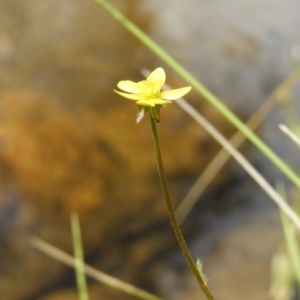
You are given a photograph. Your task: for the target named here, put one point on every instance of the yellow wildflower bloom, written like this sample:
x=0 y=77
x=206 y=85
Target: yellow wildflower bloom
x=148 y=94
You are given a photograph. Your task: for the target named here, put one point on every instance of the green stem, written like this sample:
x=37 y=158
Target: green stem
x=202 y=90
x=79 y=259
x=172 y=215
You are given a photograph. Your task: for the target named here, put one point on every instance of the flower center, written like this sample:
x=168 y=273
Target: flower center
x=149 y=89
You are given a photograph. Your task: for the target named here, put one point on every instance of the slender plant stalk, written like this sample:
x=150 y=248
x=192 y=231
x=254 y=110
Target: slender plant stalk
x=99 y=276
x=172 y=216
x=202 y=90
x=79 y=260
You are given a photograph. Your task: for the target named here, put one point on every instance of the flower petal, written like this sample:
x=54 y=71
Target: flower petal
x=160 y=101
x=129 y=96
x=158 y=75
x=175 y=94
x=129 y=86
x=145 y=103
x=140 y=114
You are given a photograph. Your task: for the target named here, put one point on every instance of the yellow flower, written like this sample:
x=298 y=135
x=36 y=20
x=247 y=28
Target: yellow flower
x=148 y=94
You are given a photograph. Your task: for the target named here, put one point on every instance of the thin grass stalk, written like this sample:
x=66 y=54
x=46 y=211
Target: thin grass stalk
x=236 y=140
x=290 y=239
x=212 y=99
x=110 y=281
x=260 y=180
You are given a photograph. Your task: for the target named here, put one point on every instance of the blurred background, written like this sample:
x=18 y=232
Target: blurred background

TO BE DONE: Write out every line of the records above as a numbered list, leaving out blank lines and the pictures.

COMPLETED EXERCISE:
1. You are given a photograph. Your task: for the target named here, put one point on every instance of the yellow wildflower bloom, written like this sample:
2. x=0 y=77
3. x=206 y=85
4. Target: yellow wildflower bloom
5. x=148 y=94
6. You are given a photograph. Your task: for the target named here, put one point on every instance of the green stem, written like this sample:
7. x=37 y=158
8. Target: green stem
9. x=202 y=90
10. x=79 y=259
11. x=172 y=215
12. You are given a photograph. Your task: for the target named here, put one point on every instance of the flower center, written like this sample:
13. x=168 y=273
14. Target: flower center
15. x=149 y=89
16. You are given a photograph. Your task: for the target named here, put one point on every instance of the slender plant stalk, written like this sample:
17. x=150 y=248
18. x=192 y=231
19. x=254 y=110
20. Target: slender plant stalk
21. x=99 y=276
22. x=172 y=216
23. x=202 y=90
24. x=79 y=260
25. You are given a photograph. Your task: for the target named here, put one point on every instance of the flower petal, written like this sample:
26. x=54 y=71
27. Target: flower petal
28. x=160 y=101
29. x=129 y=96
30. x=158 y=75
31. x=175 y=94
32. x=129 y=86
33. x=145 y=103
34. x=140 y=114
35. You are given a photograph. Your task: for the target named here, put one point on every instance of the yellow flower, written like this sample:
36. x=298 y=135
37. x=36 y=20
38. x=247 y=28
39. Target: yellow flower
40. x=148 y=94
41. You are given a photograph. Your task: for the target named here, put one point on every instance of the thin grass stalk, written like this sample:
42. x=66 y=54
43. x=46 y=211
44. Target: thin grass stalk
45. x=236 y=140
46. x=290 y=239
47. x=212 y=99
48. x=110 y=281
49. x=260 y=180
50. You are given a photograph. Your task: for the target named here, put one point on every instance of the blurred background, written like this sample:
51. x=18 y=232
52. Target: blurred background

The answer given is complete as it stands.